**Material to process**

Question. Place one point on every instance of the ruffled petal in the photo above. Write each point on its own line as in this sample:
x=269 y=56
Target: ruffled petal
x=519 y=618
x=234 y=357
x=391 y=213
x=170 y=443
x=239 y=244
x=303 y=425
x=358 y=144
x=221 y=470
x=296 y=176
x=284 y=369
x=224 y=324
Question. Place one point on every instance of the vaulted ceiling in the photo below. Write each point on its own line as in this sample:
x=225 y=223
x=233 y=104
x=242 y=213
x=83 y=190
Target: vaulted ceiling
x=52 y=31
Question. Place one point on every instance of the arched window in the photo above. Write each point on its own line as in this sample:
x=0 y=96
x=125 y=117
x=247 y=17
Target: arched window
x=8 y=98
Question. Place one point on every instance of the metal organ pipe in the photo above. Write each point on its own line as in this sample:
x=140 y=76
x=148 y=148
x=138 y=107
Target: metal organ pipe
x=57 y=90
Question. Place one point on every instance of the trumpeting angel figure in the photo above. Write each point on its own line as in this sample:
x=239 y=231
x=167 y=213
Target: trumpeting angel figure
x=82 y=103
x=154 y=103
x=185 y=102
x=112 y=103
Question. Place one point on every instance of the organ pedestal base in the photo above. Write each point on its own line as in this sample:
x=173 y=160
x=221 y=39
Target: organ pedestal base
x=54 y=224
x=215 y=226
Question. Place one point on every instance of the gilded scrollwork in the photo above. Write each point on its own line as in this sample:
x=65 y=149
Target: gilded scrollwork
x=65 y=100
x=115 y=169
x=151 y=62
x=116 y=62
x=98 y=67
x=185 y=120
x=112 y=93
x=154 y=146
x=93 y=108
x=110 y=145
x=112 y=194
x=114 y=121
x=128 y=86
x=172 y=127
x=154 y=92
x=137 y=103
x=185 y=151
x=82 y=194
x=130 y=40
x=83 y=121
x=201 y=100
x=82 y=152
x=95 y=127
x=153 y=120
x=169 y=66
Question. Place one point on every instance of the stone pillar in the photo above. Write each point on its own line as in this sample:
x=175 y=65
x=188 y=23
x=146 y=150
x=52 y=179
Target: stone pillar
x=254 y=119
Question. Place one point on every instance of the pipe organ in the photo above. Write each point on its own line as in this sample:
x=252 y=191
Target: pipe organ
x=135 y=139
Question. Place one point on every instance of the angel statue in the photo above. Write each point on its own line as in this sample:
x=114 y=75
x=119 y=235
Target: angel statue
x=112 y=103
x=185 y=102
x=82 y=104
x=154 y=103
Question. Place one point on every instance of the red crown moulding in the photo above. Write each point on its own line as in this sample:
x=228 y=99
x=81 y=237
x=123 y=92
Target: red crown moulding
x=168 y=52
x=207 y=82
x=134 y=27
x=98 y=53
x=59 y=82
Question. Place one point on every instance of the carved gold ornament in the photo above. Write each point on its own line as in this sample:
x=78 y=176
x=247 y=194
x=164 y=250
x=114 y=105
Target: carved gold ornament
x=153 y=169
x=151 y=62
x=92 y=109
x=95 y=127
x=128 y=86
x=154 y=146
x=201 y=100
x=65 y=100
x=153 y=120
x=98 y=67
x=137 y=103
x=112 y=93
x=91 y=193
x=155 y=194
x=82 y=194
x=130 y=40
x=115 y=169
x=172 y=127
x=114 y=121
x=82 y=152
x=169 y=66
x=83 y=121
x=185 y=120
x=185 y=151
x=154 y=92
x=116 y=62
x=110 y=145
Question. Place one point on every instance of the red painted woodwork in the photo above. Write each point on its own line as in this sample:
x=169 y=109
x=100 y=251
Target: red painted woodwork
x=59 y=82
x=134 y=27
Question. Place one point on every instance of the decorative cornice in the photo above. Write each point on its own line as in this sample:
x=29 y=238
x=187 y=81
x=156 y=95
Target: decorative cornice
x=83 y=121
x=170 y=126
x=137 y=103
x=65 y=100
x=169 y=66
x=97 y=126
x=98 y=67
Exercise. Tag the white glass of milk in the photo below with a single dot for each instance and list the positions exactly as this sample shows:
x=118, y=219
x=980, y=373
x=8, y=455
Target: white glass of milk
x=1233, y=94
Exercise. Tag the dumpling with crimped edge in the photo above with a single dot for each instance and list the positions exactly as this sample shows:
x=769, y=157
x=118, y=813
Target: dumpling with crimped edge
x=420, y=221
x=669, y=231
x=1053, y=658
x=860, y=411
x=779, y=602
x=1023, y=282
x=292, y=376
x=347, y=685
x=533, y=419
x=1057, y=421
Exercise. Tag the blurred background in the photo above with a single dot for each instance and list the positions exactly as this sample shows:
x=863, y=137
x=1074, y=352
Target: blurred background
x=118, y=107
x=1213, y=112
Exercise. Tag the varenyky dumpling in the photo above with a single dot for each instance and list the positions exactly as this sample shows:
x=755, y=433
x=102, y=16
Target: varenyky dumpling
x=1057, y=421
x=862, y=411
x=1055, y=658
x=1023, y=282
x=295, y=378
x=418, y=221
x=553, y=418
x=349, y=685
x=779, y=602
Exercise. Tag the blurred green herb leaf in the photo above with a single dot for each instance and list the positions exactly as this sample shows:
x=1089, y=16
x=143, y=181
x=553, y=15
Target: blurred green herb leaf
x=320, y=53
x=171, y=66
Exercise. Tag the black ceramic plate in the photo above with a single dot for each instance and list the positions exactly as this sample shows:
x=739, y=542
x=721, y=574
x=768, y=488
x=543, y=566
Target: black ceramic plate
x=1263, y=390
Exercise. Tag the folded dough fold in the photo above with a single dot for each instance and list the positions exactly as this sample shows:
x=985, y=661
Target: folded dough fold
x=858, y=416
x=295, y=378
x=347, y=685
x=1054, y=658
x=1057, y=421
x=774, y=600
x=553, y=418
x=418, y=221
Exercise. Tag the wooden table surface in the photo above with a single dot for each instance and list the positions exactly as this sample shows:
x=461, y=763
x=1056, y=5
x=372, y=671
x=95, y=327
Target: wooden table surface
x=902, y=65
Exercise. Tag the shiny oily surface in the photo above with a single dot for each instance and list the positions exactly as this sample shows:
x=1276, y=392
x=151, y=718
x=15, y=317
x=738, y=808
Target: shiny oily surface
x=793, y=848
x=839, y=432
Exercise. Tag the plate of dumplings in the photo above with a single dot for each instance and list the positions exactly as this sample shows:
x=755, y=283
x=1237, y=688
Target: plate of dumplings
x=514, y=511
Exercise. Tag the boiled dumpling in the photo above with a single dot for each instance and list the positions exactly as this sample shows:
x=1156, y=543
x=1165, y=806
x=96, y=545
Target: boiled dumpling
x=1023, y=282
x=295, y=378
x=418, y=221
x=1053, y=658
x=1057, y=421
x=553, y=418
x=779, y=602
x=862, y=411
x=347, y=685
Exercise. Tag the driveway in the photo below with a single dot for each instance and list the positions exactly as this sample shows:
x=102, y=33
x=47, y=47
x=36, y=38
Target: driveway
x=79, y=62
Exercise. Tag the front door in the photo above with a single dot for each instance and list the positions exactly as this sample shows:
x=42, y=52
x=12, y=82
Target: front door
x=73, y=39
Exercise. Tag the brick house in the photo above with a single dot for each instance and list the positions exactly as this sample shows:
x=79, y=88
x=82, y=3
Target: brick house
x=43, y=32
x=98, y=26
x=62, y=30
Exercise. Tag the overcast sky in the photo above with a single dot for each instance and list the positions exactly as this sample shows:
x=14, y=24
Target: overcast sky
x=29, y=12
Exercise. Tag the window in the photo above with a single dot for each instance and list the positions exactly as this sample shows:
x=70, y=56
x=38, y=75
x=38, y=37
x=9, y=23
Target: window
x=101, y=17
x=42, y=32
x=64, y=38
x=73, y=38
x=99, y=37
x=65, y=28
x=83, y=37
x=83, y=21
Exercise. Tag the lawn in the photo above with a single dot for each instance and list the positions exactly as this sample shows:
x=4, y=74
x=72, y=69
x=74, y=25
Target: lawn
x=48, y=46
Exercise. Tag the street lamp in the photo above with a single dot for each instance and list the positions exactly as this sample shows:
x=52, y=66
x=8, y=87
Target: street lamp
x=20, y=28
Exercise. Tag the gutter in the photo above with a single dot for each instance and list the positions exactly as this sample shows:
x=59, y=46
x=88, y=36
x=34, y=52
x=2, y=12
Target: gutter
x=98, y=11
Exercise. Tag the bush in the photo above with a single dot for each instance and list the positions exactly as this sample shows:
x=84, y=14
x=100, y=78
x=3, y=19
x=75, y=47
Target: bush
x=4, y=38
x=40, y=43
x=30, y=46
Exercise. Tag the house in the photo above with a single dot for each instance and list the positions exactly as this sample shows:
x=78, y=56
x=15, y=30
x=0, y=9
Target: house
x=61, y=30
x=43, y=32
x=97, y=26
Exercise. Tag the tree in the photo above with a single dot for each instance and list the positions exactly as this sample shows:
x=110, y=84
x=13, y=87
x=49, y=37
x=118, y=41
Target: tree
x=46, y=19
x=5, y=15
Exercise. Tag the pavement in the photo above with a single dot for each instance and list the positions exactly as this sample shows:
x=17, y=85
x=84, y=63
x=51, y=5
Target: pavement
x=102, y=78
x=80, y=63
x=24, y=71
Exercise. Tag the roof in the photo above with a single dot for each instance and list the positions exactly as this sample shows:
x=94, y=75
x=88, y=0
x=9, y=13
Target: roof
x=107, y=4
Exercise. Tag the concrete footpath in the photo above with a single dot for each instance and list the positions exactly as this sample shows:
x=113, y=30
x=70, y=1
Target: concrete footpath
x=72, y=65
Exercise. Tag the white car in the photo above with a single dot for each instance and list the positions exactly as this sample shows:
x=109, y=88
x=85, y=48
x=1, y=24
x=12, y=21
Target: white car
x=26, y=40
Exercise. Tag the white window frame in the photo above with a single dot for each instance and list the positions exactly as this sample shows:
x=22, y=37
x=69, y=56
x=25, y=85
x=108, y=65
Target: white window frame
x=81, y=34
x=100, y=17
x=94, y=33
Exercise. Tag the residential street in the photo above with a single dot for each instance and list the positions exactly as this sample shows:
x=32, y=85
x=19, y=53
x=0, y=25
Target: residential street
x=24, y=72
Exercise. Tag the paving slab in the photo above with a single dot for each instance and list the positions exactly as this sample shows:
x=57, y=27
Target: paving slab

**Exercise goal**
If the word "slab" is on a line above, return that line.

**Output below**
Exercise. Tag the paving slab in the photo above with a single dot for each instance and list the positions exactly as this sample shows:
Target: paving slab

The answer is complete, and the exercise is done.